-------- Supplied entries --------

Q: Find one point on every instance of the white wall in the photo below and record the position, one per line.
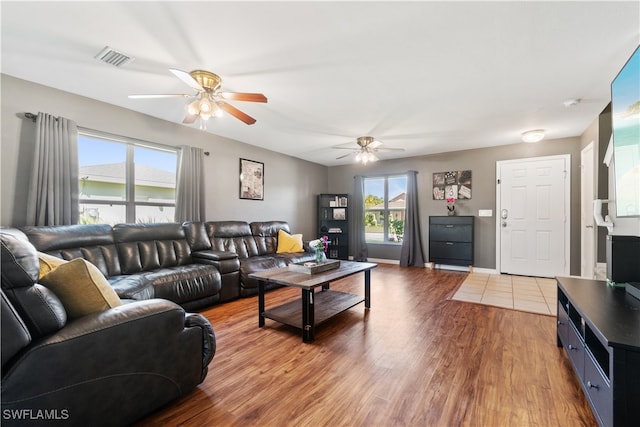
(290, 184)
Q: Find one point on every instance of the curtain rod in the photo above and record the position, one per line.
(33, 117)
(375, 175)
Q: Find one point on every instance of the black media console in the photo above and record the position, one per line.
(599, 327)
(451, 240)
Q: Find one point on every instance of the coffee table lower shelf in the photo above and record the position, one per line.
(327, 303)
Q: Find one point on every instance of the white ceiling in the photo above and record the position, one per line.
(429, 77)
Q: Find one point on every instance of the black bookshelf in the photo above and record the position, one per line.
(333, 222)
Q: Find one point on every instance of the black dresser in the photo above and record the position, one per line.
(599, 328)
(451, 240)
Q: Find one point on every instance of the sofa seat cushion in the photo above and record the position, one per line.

--------
-------- Supplied entries --------

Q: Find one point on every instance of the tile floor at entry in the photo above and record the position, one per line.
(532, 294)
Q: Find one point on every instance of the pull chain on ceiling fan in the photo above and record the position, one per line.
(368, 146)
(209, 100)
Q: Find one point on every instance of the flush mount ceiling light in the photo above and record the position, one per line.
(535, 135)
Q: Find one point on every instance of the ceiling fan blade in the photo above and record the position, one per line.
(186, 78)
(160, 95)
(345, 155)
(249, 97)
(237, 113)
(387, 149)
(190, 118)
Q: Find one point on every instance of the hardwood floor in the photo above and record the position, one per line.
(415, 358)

--------
-------- Supplied entries --------

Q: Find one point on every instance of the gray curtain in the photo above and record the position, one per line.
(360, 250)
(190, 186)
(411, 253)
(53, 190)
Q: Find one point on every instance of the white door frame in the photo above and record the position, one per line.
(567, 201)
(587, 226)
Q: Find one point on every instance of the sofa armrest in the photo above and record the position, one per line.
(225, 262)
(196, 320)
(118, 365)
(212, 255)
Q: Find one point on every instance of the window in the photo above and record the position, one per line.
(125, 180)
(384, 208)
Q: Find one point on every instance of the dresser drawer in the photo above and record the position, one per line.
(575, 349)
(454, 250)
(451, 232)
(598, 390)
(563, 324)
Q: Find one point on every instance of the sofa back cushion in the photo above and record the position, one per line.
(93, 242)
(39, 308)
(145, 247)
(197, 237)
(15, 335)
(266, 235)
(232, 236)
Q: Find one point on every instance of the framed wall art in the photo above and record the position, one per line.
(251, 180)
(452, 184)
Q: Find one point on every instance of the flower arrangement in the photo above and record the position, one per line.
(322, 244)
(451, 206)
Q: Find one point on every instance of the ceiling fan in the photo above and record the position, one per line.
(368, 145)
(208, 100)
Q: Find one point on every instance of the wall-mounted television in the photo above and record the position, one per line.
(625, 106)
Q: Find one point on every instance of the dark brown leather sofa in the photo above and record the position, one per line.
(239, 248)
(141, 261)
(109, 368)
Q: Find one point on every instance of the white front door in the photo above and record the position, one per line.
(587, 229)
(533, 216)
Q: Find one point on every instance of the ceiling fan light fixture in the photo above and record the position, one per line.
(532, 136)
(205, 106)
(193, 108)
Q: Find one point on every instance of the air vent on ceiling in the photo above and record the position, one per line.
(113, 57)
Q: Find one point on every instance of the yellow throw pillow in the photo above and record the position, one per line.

--------

_Short problem_: Return, without any change, the records from the line with "Q: Find one point on every instance of the black bookshelf" to the line with "Q: Find one point on every instance of the sofa seat", including both of those lines.

_Result for this task_:
Q: Find one point on every instance of the black bookshelf in the photo above and record the position, one per line.
(333, 222)
Q: Find one point on every instance of the black dresser in the photo above and record the position, one per line.
(599, 328)
(451, 240)
Q: Find one point on every instance of the sofa seat cushion in the photo above and record the position, one per line.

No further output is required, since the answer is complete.